Trecho da página:
Esta suppressão do consulado no Cabo da Boa Esperança, parece que é hypothetica, e porque é que se supprime? É resultado da convenção postal recentemente concluida entre Portugal e a Gran-Bretanha? É porque a execução de uma convenção está dependente da approvação d'este negocio no parlamento? Pois tudo isto não carece de algum tempo de estudo?
Em segundo logar: póde ser licito suppor que o governo do imperio germanico ha de abolir os direitos differenciaes? Oxalá que os venha a abolir; e eu faço, como portuguez, sinceros votos para que tal succeda, porque é um facto que interessa a todo o paiz; mas ha só suspeita, ha só desejo, embora muito vehemente, de que esse facto se realise; não está realisado ainda; por consequencia, por que rasão se não póde dispor de mais vinte e quatro horas para se estudar a questão, quando ha pares que confessam que a não conhecem, e que a precisam estudar, como é obrigação sua, para determinarem o seu voto? De mais a mais, ha um membro da commissão que deu parecer sobre esse projecto, e esse declara não ter sido ouvido sobre o assumpto, tendo aliás obrigação de o estudar para si e para os outros; pediu que se cumprissem as disposições do regimento, a fim de poder habilitar-se a dar o seu voto n'esta questão.
Parece-me, pois, que houve equivoco da parte da camara, que julgou que era facil resolver o assumpto, e que todos estavam habilitados, quando assim não é. Por isso requeiro que seja adiada esta discussão por tres ou quatro dias, para ser o parecer impresso e distribuido pelos membros da camara. Isto não prejudica a questão, e tanto que o proprio sr. presidente do conselho votou que não se dispensasse o regimento.

Tarefa:
Copie de novo a parte do trecho que começa nas palavras com "Parece-me, pois, que" e vai até "dispensasse o regimento.", substituindo "equivoco" por "engano".

Dados brutos:
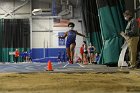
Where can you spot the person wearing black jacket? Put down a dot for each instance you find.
(131, 36)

Resolução detalhada:
Parece-me, pois, que houve engano da parte da camara, que julgou que era facil resolver o assumpto, e que todos estavam habilitados, quando assim não é. Por isso requeiro que seja adiada esta discussão por tres ou quatro dias, para ser o parecer impresso e distribuido pelos membros da camara. Isto não prejudica a questão, e tanto que o proprio sr. presidente do conselho votou que não se dispensasse o regimento.